_Exercise goal:_ The required result is the exact run of lines beginning at the one containing "TARGET = glass pane" and ending at the last line of the entries.

(Point-based annotation data)
——————————

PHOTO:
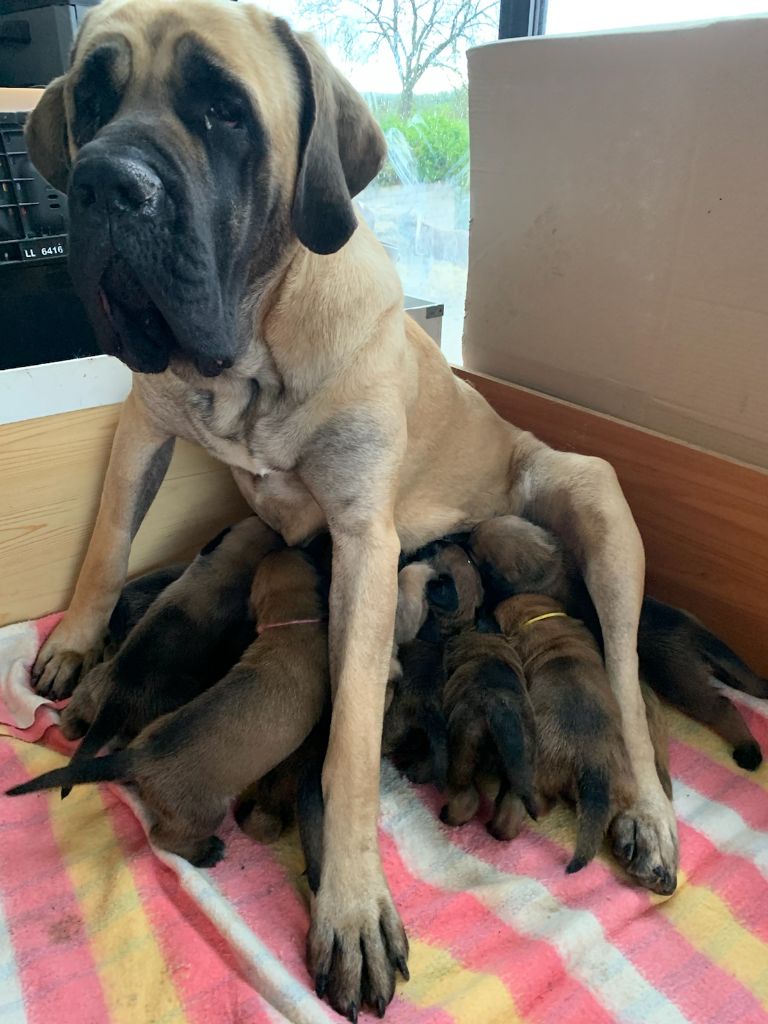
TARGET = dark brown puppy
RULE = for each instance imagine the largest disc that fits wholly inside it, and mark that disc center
(439, 593)
(189, 764)
(188, 638)
(677, 653)
(492, 731)
(136, 598)
(477, 692)
(581, 754)
(268, 806)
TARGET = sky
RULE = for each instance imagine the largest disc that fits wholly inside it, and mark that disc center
(378, 74)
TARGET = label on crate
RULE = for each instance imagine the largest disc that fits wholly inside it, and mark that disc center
(35, 249)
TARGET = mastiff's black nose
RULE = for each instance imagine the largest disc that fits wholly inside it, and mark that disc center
(115, 184)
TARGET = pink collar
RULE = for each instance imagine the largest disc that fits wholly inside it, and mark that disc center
(292, 622)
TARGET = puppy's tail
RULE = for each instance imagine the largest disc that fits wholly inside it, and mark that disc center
(727, 666)
(508, 732)
(113, 768)
(310, 812)
(103, 728)
(593, 799)
(433, 722)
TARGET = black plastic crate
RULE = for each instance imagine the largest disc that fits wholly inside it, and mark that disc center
(33, 215)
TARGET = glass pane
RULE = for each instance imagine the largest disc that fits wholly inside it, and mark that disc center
(408, 57)
(599, 15)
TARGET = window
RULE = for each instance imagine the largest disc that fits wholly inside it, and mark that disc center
(408, 57)
(600, 15)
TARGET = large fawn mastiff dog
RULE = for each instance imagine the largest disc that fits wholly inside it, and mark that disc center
(210, 156)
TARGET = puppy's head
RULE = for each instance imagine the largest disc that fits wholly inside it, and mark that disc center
(456, 594)
(517, 557)
(199, 142)
(286, 585)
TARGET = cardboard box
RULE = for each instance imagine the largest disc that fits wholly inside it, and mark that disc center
(427, 314)
(619, 243)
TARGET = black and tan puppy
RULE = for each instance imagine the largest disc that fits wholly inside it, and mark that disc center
(437, 596)
(492, 732)
(187, 639)
(581, 751)
(469, 685)
(135, 600)
(677, 653)
(268, 806)
(189, 764)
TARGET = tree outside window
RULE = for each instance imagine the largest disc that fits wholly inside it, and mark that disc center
(408, 57)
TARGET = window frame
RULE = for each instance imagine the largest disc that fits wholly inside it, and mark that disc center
(518, 18)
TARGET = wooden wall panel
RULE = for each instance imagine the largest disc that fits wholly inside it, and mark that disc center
(704, 517)
(51, 470)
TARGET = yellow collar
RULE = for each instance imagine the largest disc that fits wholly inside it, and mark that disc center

——————————

_Response to the exercise:_
TARGET = glass pane
RULE = for each instance imagine the largest disc that fits wholly inside it, and mark that disc center
(408, 57)
(599, 15)
TARGET = window
RULE = for each instance imagine the largest disc that fits wholly inside it, and mark that disc center
(408, 57)
(600, 15)
TARGET = large fawn mastiff dog
RULE = for each instance imagine the largest disc that fits wholly inside it, and mark that disc center
(210, 156)
TARGET = puppy's head
RULE = for each instance imagine the largest disc that fits wholly inside it, and mark that disc center
(456, 594)
(517, 557)
(199, 142)
(286, 585)
TARGET = cardboard box
RULE = for each instance imagine the largest disc that fits wholly inside it, and mark that disc center
(427, 314)
(619, 243)
TARGET = black and tan puppy
RULE = for each instance imagine the largest disc that fits wholly inside it, and mark that disc center
(437, 596)
(492, 732)
(187, 639)
(581, 751)
(469, 685)
(135, 600)
(677, 653)
(268, 806)
(189, 764)
TARGET = tree outside window
RULE = for each instance imagine the largest disc that fits wholly inside it, and mark that disc center
(408, 57)
TARGET = window frame
RULE = for each instance imagine the largest disc that fits wholly inside it, and mark that disc center
(518, 18)
TARGET = wooden wall panel
RULE = for each instance imagine the largest disc that fits wholly inside it, and mark that disc center
(704, 517)
(51, 470)
TARGET = yellow collar
RULE = for each instance imagine the largest disc that fits wholly inside it, and mark that disc center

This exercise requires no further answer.